§ **WORK TO BE COMPLETED**:
Report every line from the following entries that contains the string "below".

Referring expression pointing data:
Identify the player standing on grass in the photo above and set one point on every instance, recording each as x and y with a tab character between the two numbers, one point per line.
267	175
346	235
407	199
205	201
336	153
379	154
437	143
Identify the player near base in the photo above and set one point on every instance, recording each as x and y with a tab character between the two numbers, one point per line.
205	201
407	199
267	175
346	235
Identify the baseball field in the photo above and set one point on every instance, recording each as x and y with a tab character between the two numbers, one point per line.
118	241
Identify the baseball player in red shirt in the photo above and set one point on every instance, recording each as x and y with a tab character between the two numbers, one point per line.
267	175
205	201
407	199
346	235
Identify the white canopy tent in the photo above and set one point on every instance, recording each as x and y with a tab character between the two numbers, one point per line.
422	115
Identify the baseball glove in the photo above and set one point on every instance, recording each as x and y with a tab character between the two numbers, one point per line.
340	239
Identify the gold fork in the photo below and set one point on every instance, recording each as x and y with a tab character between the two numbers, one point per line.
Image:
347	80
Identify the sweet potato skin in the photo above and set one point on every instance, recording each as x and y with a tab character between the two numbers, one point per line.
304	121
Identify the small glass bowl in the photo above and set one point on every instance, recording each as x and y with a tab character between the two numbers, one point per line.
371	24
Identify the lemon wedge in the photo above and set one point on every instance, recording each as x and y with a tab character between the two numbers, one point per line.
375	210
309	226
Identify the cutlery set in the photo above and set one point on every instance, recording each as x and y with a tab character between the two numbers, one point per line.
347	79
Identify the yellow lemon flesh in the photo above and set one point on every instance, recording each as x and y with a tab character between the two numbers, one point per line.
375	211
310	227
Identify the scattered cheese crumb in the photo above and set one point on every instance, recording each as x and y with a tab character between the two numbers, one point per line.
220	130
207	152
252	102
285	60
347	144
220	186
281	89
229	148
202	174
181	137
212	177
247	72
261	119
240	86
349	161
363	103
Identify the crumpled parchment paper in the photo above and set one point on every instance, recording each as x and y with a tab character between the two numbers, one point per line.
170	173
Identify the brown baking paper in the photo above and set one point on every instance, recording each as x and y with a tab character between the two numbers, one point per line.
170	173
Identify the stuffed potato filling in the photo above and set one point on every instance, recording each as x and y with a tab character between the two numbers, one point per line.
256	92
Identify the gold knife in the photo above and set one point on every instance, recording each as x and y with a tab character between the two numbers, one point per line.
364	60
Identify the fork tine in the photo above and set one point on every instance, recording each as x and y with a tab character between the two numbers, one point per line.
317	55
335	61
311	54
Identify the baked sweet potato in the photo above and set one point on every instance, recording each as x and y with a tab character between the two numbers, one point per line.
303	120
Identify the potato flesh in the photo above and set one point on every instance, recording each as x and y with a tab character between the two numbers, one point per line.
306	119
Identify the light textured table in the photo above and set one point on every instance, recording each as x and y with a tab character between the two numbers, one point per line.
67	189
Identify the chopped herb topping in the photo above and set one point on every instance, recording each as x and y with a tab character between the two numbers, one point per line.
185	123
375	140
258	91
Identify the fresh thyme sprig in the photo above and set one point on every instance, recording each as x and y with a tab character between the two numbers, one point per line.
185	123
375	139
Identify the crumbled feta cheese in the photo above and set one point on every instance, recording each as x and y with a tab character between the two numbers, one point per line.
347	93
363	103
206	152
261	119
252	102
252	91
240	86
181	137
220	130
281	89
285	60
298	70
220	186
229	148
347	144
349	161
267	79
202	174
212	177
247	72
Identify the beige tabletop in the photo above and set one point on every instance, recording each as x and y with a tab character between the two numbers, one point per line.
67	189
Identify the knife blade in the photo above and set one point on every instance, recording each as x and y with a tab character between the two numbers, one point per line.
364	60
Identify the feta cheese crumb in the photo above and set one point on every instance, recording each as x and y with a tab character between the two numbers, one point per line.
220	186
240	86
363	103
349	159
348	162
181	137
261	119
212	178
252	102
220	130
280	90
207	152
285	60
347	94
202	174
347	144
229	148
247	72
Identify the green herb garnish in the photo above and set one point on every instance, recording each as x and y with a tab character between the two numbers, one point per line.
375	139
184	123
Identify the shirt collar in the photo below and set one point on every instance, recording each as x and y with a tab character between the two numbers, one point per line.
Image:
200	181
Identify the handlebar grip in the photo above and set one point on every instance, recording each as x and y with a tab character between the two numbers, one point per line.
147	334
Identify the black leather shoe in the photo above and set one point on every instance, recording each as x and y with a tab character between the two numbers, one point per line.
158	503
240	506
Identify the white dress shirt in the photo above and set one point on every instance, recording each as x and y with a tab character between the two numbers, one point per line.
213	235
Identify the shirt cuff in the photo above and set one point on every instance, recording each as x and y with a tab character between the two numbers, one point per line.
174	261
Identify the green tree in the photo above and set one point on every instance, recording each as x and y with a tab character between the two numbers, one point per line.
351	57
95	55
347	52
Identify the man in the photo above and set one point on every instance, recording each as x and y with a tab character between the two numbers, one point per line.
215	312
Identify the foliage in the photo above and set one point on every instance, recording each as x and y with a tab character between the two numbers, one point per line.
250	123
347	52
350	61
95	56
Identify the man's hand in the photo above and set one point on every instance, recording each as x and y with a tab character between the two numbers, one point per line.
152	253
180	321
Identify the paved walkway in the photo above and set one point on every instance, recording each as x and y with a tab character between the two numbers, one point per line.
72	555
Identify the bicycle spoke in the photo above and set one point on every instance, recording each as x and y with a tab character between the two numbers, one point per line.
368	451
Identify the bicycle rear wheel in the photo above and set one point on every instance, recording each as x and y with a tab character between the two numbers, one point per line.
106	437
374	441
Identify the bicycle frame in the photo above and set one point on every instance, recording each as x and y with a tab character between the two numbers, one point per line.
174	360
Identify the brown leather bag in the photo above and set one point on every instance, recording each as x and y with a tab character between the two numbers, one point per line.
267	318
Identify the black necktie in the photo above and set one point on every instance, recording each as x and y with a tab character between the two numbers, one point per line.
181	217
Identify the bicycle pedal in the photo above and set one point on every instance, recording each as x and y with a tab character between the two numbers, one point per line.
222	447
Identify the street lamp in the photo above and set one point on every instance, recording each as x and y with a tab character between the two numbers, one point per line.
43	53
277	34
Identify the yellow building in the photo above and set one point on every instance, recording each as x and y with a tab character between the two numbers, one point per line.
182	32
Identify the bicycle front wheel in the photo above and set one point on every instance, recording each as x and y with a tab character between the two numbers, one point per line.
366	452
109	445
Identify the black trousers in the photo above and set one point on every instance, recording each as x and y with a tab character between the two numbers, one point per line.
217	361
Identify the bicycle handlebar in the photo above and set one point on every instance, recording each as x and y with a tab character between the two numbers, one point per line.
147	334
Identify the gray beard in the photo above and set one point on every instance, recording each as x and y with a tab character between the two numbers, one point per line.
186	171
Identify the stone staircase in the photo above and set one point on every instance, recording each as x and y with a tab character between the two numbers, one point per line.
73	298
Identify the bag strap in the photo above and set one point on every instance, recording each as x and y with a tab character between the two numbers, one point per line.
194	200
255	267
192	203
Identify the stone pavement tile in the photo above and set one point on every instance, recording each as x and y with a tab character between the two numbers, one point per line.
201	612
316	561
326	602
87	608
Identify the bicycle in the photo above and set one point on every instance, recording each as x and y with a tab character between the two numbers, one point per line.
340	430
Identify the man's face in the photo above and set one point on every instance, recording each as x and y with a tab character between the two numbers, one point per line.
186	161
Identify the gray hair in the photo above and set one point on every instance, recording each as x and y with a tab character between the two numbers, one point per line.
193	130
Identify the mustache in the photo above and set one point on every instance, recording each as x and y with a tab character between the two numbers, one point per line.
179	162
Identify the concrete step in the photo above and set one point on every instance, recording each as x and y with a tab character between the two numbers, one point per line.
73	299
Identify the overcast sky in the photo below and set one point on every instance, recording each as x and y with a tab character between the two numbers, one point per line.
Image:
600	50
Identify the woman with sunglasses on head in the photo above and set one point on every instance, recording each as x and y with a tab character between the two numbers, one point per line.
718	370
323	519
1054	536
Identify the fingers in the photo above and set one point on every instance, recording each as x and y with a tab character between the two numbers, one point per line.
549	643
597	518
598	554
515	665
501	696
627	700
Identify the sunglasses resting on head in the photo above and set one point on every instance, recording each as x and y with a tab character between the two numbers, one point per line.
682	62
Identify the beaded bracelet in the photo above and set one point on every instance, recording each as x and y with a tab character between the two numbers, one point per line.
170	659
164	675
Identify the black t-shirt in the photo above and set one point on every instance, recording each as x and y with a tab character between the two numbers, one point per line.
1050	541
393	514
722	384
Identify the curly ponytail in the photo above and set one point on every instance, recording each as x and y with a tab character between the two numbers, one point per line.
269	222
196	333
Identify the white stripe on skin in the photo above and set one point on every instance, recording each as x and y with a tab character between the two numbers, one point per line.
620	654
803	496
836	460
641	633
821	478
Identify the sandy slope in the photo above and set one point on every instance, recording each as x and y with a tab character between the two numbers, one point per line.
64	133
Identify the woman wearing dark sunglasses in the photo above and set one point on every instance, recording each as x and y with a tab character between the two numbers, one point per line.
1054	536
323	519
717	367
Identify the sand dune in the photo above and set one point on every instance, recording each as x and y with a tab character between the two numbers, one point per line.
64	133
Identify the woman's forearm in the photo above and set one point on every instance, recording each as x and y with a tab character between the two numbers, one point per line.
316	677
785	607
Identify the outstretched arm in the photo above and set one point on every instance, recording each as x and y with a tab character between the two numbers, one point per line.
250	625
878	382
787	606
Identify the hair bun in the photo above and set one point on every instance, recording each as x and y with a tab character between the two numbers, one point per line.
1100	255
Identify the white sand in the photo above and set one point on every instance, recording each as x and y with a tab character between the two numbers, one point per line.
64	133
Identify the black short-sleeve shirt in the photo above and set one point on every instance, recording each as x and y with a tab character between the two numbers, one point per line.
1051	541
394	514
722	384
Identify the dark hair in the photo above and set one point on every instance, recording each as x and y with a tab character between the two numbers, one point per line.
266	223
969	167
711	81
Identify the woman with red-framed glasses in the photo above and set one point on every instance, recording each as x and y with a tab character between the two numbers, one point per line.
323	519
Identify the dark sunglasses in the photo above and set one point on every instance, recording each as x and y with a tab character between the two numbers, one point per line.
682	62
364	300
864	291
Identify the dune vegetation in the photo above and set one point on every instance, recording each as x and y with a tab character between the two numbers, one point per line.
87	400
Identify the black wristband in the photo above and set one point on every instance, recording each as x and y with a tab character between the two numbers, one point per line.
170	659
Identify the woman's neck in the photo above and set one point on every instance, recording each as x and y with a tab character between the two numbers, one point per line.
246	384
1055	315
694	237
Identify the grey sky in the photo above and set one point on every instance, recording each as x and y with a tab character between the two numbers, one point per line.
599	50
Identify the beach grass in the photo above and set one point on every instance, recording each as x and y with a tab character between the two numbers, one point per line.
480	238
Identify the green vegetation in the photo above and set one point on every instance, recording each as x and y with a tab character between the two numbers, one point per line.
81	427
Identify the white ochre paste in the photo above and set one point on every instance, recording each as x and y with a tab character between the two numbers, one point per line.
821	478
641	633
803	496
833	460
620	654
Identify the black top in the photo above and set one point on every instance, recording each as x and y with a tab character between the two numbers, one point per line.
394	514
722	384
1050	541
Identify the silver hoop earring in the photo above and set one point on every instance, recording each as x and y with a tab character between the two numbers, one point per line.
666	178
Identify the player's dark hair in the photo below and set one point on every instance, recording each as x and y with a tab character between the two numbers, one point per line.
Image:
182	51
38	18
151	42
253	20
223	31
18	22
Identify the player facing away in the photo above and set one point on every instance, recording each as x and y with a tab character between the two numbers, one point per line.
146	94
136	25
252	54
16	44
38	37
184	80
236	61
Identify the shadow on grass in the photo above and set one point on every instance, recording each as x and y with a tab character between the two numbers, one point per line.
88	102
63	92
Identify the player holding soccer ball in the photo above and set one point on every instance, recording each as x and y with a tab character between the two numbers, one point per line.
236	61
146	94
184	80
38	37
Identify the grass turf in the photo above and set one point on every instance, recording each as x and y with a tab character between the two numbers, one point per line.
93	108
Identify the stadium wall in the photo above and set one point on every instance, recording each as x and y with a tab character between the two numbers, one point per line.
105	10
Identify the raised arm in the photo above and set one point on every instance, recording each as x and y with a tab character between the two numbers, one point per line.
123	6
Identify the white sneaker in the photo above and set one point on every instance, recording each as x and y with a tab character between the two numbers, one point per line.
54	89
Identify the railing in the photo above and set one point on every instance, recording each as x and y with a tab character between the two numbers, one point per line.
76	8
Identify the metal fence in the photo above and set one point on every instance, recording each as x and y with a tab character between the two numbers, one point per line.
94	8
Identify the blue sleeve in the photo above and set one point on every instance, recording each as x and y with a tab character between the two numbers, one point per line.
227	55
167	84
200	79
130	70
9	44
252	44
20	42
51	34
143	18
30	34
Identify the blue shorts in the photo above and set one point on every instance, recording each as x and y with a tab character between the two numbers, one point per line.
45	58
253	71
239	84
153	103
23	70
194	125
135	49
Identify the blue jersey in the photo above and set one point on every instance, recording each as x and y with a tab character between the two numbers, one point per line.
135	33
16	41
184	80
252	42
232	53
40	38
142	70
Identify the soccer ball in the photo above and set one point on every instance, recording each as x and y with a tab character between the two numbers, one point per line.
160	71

§ **RESPONSE AREA**:
Identify the gold fork in the photo below and set one point on every instance, recording each as x and y with a tab character between the two numbers, one point per line.
Identify the shirt collar in the photo below and set one point on every instance, recording each as x and y with a tab character between the two numbers, one point per line.
Identify the overcast sky in the photo below and set one point on every instance, recording each as x and y with a tab character between the two numbers, one point per line.
Identify the player's dark hair in the photo below and set one point on every instance, recording each as x and y with a tab character between the two numbers, one point per line.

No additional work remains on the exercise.